## TUJUAN TUGAS 1
Ambil setiap baris catatan yang memuat kata "concrete". Huruf besar dan huruf kecil dibedakan.

Beranda / Politik dan Hukum / Mantan Ketua Komnas HAM Kecewa Atas Penghancuran Rumoh Geudong

Mantan Ketua Komnas HAM Kecewa Atas Penghancuran Rumoh Geudong

Jum`at, 23 Juni 2023 22:00 WIB

Font: Ukuran: - +

Reporter : Nora

Mantan Ketua Komnas Hak Asasi Manusia (Komnas HAM) periode 2017-2022, Ahmad Taufan Damanik. [Foto: Antara] 


DIALEKSIS.COM | Banda Aceh - Mantan Ketua Komnas Hak Asasi Manusia (Komnas HAM) periode 2017-2022, Ahmad Taufan Damanik menyampaikan kekecewaan terhadap penghancuran sisa bangunan Rumoh Geudong, salah satu situs pelanggaran HAM berat di Kabupaten Pidie, Aceh.  

"Pada tahun 2018 sampai tahun 2020, Komnas HAM periode 2017-2022 telah melakukan penyelidikan dan telah menyelesaikan penyidikan tersebut serta telah menyerahkan kasusnya ke Kejaksaan Agung," kata Taufan kepada Dialeksis.com, Jumat (23/6/2023).  

Taufan mengatakan, peristiwa Rumoh Geudong merupakan salah satu tonggak sejarah yang paling menyedihkan di Aceh dalam kasus pelanggaran HAM yang berat, karena kekejamannya luar biasa dan menimpa banyak rakyat Aceh, baik yang dicurigai sebagai anggota dari gerakan separatis maupun tidak terbukti karena tidak memiliki dasar untuk disebut sebagai anggota separatis.

## TUJUAN TUGAS 2
Menurut berita tentang Rumoh Geudong di atas, di kabupaten mana situs tersebut berada?

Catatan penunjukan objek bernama

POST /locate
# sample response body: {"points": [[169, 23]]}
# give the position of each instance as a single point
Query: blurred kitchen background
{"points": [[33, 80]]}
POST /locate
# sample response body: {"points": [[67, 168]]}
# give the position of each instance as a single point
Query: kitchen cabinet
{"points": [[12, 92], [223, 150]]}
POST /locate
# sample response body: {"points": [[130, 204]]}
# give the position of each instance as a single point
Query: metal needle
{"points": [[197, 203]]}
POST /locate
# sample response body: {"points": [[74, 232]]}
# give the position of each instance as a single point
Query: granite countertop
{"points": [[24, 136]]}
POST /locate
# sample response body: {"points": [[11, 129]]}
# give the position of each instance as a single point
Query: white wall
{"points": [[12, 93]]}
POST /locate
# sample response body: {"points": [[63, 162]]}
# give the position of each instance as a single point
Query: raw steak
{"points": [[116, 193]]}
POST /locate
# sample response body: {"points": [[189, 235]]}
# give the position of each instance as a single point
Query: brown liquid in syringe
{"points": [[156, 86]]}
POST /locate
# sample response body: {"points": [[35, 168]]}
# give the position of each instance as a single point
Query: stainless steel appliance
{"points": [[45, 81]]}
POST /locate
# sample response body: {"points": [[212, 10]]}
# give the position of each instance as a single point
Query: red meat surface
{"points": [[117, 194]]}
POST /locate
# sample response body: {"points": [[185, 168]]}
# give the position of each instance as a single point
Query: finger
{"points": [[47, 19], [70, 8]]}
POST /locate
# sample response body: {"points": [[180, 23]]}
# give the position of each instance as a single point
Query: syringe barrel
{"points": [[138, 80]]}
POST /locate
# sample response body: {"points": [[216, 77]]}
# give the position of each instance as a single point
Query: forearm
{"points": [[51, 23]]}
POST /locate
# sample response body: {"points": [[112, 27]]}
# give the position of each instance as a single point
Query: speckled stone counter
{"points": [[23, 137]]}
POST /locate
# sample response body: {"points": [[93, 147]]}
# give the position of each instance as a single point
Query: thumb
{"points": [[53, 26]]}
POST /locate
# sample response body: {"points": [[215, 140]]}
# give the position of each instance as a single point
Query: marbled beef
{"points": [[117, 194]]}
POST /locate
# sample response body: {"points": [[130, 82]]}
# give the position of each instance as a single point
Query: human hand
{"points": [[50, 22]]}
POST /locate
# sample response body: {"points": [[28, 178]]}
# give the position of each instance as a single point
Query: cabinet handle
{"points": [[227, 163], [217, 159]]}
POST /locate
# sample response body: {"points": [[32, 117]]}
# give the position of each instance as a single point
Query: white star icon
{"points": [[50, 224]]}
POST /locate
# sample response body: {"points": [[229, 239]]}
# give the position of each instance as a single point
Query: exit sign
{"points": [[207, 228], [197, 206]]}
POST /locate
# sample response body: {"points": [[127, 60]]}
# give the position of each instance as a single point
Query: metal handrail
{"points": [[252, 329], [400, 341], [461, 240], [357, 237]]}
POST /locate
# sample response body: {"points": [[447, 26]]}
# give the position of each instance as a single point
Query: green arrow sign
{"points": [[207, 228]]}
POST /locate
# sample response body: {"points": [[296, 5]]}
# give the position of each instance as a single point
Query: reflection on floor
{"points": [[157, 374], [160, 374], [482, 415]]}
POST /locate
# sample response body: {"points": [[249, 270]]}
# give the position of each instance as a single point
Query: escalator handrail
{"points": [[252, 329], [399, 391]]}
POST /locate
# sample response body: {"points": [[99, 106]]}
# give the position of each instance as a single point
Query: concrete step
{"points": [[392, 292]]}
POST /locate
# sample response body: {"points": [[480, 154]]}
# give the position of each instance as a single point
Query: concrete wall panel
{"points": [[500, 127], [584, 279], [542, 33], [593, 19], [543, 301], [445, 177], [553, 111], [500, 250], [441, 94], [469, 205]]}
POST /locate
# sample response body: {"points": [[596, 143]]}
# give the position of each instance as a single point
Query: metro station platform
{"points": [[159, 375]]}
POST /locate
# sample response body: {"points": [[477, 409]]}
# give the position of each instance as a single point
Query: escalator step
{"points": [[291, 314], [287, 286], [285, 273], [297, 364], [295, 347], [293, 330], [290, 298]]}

## JAWABAN TERTULIS 1
Query: concrete step
Query: concrete wall panel

## JAWABAN TERTULIS 2
Di Kabupaten Pidie, Aceh.